Brian ONeill's Random Thoughts: July 2009

Tuesday, July 28, 2009

Global Subversion Ignore Settings (Used for Eclipse Project Files)

I hate having to run a global svn propset ignore command. Instead it is much easier to open up .subversion/config and edit the following in the file.


global-ignores = .project .target .classpath .settings *.o *.lo *.la #*# .*.rej *.rej .*~ *~ .#* .DS_Store

Notice, I added all of the eclipse files to the ignore statement. Once you update that file, that should be it. Next time you run svn status (or anything) it will take those ignore patterns into account.

Java Wordnet Library (JWNL) Jar file Repo Entry

Here is the maven pom entry for Java Wordnet Library (JWNL)


        <dependency>
            <groupId>net.didion</groupId>
            <artifactId>jwnl</artifactId>
            <version>1.4</version>
        </dependency>

Monday, July 27, 2009

CSV (Comma Separated Values) Processing in Ruby

FasterCSV rocks. You can find it here:
http://fastercsv.rubyforge.org/

Start by installing it using the gem.


sudo gem install fastercsv

After that, you are all set. Just make sure you require rubygems first.


require 'rubygems'
require 'fastercsv'

i=0
FasterCSV.foreach('blogs.csv') do |row|
   i=i+1
   puts("#{row[2]}")
end

As you can see from above, the row is an array that contains the values from the CSV file.

ActiveRecord outside of Rails (even with ODBC)

There are three quick lines that you need in order to use ActiveRecord outside of Rails. First, you need to load gems, then you can load ActiveRecord. Then, you can pick and choose which of your models to use.


require 'rubygems'
require 'activerecord'
require @@RAILS_APP_HOME + '/app/models/foo.rb'

Then, you'll need this little snippet to establish the connection to the database for ActiveRecord:


require 'rubygems'
require 'activerecord'
require 'yaml'

@@DATABASE_CONFIGURATION = YAML::load(File.open(File.dirname(__FILE__) + '/config/databases.yml'))

def establish_connection(database)
  dbconfig = @@DATABASE_CONFIGURATION
  ActiveRecord::Base.establish_connection(dbconfig[database])

(Free-text object descriptions)
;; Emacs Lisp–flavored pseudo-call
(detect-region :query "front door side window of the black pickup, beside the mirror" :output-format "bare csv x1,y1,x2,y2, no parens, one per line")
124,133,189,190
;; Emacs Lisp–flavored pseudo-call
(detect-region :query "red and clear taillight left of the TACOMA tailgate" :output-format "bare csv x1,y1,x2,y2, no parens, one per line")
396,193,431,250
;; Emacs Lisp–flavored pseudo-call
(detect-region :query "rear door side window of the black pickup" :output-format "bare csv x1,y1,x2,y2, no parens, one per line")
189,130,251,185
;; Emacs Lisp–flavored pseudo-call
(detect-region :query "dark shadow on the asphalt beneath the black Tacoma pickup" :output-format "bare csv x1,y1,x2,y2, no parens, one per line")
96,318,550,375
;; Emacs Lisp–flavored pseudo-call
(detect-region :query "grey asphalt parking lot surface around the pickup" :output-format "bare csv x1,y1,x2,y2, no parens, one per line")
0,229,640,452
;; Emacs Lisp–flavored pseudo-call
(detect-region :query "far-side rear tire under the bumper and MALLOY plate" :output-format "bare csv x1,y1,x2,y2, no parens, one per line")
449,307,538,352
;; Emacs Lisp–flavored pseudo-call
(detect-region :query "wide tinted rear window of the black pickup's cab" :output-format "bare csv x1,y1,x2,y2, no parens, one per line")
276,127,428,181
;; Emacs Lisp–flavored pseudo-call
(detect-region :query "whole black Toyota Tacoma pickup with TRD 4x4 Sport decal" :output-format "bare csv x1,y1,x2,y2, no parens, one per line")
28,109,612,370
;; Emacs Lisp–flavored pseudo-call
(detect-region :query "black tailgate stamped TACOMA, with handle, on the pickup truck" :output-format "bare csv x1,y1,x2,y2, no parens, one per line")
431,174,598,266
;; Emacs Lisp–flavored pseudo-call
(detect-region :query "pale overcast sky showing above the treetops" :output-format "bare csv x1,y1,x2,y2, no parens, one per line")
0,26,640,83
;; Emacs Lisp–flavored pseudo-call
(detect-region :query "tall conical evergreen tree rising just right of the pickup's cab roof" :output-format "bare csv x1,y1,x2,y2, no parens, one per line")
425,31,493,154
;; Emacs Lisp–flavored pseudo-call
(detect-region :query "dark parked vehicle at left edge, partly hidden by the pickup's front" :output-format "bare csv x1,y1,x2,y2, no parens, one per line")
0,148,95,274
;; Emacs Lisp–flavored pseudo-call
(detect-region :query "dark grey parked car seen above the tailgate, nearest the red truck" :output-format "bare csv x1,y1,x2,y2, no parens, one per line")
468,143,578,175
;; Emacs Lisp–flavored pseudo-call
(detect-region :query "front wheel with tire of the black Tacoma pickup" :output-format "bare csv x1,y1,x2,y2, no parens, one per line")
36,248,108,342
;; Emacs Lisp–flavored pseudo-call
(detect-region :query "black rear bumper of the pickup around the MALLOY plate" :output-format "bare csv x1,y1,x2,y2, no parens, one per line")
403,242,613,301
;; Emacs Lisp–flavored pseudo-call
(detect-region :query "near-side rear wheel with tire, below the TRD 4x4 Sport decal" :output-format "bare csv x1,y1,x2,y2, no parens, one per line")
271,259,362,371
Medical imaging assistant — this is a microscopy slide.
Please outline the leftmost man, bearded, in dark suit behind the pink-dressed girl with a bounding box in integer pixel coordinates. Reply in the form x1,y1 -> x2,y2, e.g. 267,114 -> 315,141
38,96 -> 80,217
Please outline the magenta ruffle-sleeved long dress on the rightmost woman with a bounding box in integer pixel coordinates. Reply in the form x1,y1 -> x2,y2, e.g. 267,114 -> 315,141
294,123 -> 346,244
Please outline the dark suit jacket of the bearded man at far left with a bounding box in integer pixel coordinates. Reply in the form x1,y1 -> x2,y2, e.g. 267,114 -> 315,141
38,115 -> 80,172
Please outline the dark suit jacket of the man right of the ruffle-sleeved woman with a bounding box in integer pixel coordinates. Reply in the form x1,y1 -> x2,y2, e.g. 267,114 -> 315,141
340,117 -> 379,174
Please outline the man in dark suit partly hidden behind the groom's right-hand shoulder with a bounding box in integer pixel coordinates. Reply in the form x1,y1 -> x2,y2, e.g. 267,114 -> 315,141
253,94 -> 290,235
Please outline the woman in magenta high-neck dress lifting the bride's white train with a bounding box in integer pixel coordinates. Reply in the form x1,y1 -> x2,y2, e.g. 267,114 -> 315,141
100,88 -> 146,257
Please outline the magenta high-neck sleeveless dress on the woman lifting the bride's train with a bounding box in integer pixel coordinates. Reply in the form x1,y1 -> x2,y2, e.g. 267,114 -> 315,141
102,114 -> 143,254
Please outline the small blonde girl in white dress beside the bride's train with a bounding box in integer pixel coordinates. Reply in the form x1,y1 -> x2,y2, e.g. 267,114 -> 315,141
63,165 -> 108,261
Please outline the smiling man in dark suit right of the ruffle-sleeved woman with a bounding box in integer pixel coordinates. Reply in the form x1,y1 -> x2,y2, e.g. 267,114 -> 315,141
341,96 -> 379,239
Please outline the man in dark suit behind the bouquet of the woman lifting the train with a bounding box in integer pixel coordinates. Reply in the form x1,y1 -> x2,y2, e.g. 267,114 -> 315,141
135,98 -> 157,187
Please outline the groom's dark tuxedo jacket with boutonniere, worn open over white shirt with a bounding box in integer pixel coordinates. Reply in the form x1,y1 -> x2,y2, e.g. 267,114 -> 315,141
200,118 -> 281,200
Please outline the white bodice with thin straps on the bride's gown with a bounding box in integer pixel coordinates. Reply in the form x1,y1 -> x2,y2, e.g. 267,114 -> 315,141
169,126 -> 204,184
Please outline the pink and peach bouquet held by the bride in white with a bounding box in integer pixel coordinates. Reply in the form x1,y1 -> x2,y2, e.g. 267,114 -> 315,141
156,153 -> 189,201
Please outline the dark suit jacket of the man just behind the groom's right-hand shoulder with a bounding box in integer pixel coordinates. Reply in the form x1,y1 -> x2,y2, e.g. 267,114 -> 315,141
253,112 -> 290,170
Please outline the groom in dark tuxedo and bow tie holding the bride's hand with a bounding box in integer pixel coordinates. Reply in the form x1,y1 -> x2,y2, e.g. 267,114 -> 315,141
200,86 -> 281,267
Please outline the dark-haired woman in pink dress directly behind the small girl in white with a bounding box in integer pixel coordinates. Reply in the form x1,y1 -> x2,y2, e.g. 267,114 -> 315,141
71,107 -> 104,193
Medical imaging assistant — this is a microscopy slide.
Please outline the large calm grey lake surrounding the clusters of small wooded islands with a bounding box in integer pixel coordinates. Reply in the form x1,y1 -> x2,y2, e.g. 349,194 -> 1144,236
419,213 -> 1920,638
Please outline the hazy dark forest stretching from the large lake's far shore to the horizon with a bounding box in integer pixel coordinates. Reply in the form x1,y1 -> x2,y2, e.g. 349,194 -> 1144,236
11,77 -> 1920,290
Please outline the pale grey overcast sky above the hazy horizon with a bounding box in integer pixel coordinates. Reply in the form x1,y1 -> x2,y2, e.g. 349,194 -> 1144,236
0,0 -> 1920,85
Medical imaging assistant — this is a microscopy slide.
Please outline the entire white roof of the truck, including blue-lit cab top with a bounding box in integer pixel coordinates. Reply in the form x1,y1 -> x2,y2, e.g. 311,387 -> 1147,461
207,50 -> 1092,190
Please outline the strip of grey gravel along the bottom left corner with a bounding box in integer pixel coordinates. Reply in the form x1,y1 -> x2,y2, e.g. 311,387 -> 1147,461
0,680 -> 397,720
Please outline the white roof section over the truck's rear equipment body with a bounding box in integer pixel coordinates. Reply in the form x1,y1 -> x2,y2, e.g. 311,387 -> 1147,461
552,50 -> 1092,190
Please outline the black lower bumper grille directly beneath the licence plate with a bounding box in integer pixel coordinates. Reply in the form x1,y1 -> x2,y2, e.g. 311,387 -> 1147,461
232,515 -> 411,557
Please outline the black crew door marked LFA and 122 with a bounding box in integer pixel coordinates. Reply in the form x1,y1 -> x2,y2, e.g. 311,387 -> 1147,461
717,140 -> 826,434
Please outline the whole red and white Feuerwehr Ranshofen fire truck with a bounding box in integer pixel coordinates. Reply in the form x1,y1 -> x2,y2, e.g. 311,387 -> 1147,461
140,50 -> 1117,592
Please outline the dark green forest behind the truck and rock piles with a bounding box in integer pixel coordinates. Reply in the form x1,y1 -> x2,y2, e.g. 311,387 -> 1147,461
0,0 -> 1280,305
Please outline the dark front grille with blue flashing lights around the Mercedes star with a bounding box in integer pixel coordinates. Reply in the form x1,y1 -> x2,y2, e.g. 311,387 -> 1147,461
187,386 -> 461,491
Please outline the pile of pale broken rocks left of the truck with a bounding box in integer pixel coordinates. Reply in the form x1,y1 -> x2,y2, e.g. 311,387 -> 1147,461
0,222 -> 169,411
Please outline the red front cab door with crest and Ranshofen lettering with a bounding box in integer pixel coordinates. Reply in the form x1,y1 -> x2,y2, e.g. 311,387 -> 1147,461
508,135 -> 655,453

_Required tasks_
a – Translate this sentence from the July 2009 blog posts into Spanish: "Next time you run svn status (or anything) it will take those ignore patterns into account."
b – Summarize the July 2009 blog posts in three sentences.
c – Continue the July 2009 blog posts from the point where they stop.
The items are separate material, unrelated to the July 2009 blog posts.

_Results in order_
a – La próxima vez que ejecutes svn status (o cualquier otro comando), tendrá en cuenta esos patrones de exclusión.

b – The posts show how to list Eclipse project files and other patterns under global-ignores in .subversion/config instead of running a global svn propset ignore command, and they give the Maven pom entry for the Java Wordnet Library (JWNL). They also explain installing the FasterCSV gem and reading a CSV file in Ruby, where each row is an array of the file's values. Finally, they set out what is needed to use ActiveRecord outside of Rails: loading gems, loading ActiveRecord, picking models, and establishing the database connection from a YAML configuration file.

c –
#  ActiveRecord::Base.logger = Logger.new(STDERR)
  if (dbconfig['mode'] == 'odbc')
    puts("Connecting to [#{database}]: ODBC,"+
        " DSN=#{dbconfig[database]['dsn']}/#{dbconfig[database]['adapter']}"+
        " [user=#{dbconfig[database]['username']}]")
  else
    puts("Connecting to [#{database}]: #{dbconfig[database]['adapter']}, "+
        "#{dbconfig[database]['database']}@#{dbconfig[database]['host']}"+
        " [user=#{dbconfig[database]['username']}]")
  end
end

def remove_connection
  ActiveRecord::Base.remove_connection
end
~

I put the above snippet in a central ruby file, then require that file anywhere I need to use the ActiveRecord objects. After a call to establish_connection, you can start using any model you've imported. Note, you'll see a slightly different URL constructed for ODBC.

Wednesday, July 22, 2009

Hadoop: java.io.IOException: Type mismatch in key from map

We've been working with hadoop for a while now, and inevitably newbies run into this error the first time they go to create their own Hadoop job. If you are running into this error, it is most likely a mismatch between your Map and/or Reduce implementation and the job configuration.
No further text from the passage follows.